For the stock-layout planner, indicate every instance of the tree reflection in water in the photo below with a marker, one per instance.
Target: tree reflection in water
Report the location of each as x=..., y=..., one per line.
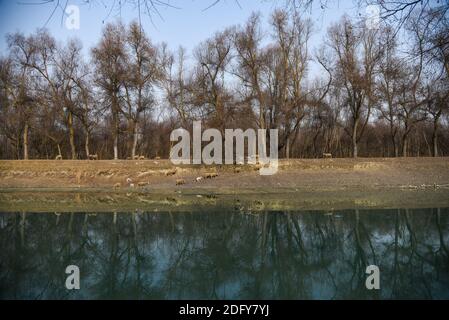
x=226, y=254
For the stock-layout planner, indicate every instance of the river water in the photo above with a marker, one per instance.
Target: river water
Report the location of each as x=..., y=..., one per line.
x=226, y=255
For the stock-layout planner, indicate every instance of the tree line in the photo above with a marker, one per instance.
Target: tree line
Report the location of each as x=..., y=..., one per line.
x=378, y=93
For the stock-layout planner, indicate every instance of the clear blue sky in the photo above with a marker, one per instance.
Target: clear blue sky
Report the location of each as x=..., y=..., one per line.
x=186, y=26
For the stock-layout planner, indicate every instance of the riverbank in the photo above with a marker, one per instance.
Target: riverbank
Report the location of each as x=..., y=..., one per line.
x=150, y=185
x=153, y=175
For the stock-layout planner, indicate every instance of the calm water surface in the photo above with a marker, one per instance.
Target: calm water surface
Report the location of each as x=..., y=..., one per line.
x=226, y=255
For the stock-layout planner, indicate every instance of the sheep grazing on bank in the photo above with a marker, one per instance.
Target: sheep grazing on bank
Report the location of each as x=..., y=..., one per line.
x=211, y=175
x=180, y=182
x=170, y=172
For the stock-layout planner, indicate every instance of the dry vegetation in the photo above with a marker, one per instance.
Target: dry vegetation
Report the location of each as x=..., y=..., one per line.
x=154, y=175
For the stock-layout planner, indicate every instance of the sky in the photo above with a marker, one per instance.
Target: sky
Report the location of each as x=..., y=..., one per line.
x=185, y=24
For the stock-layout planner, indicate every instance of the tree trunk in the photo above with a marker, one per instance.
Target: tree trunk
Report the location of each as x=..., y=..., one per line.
x=404, y=146
x=25, y=142
x=435, y=138
x=86, y=144
x=135, y=138
x=115, y=134
x=354, y=139
x=71, y=135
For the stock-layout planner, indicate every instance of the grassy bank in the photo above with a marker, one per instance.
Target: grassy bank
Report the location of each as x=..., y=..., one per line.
x=150, y=185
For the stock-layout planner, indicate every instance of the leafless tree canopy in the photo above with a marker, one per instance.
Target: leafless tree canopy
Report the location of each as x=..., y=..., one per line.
x=374, y=96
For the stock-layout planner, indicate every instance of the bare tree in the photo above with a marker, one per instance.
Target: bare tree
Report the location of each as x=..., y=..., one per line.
x=109, y=58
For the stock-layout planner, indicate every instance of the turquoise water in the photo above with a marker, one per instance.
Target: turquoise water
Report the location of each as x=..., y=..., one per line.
x=226, y=255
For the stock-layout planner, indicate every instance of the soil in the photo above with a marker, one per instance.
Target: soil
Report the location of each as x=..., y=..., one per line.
x=305, y=174
x=158, y=185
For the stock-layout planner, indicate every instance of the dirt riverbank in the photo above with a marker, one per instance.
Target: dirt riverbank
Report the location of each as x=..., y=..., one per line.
x=151, y=175
x=150, y=185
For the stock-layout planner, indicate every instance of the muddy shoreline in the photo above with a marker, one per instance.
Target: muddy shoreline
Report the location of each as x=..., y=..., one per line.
x=318, y=184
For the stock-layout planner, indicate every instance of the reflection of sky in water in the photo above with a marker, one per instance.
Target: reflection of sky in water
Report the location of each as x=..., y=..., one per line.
x=290, y=255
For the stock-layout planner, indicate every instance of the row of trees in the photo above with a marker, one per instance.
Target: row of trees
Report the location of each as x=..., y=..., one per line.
x=375, y=95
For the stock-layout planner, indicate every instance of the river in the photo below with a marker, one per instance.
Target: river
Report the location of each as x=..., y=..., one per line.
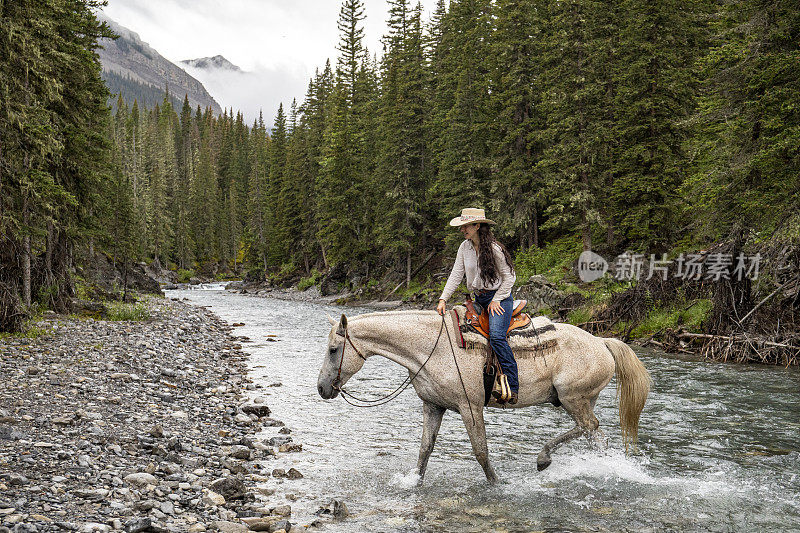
x=718, y=444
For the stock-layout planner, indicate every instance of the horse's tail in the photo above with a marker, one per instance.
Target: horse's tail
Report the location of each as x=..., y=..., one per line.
x=633, y=385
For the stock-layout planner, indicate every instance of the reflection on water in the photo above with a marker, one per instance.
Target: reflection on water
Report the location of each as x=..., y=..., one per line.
x=718, y=445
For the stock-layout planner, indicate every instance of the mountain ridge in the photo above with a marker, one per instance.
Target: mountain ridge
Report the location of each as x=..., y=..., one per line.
x=215, y=62
x=136, y=70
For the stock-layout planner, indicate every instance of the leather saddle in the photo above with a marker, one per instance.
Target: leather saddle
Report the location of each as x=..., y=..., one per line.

══════════════════════════════

> [To do] Everything in the material above from the line that has "Target: sky" through the line that has "Target: muddy shoreline" must be duplicated exactly, with no other lines given.

> [The completed task]
Target: sky
Report the location of each as x=..., y=..., one per line.
x=185, y=24
For the stock-layout planner, indicate every instance of the tree trunk in the photo above with a marker, one per instance.
Target: tree trunk
Report the location of each as x=..., y=..., one per line.
x=404, y=146
x=25, y=142
x=435, y=138
x=86, y=144
x=135, y=138
x=115, y=134
x=354, y=139
x=71, y=135
For the stock-layout planner, indicate every instance of the grassy bank in the photo above with a marker, one per instance.
Target: grassy bank
Report the location of each as x=..., y=..., one per line.
x=150, y=185
For the stock-layout planner, indicate every instance of the leafless tree canopy in the photo above with a marker, one per instance.
Target: leafless tree canopy
Report the location of each as x=..., y=..., one per line.
x=374, y=96
For the stock-layout planner, indicate every instance of the bare tree in the photo above with a marker, one per instance.
Target: bare tree
Report the location of each as x=..., y=..., one per line.
x=109, y=58
For the stock-layout planner, indicate every instance of the turquoise water in the photo above with a marker, one per instance.
Target: turquoise water
Report the location of each as x=..., y=..., one per line.
x=226, y=255
For the stock-layout planner, indicate every instance of the soil in the photo above with a marker, one per instance.
Target: soil
Report the location of each as x=..., y=..., one per line.
x=305, y=174
x=158, y=185
For the stock-layout planner, indicate every instance of the dirt riverbank in the photo above with a marker, one per instance.
Target: dirt riverbank
Report the location of each as x=..., y=..., one per line.
x=151, y=175
x=150, y=185
For the stock-layout planner, indicate every instance of the muddy shoreline in the photo above with a marker, one per instance.
Target: muddy shoreline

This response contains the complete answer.